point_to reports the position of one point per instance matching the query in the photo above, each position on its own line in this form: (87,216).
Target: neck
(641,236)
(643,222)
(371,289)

====================

● **Work task**:
All of the records above should be repeated exactly.

● **Reply**:
point_to reports the position of one point per instance matching the query in the photo above, each position on its own line in this form: (87,216).
Target: neck
(641,236)
(643,222)
(371,289)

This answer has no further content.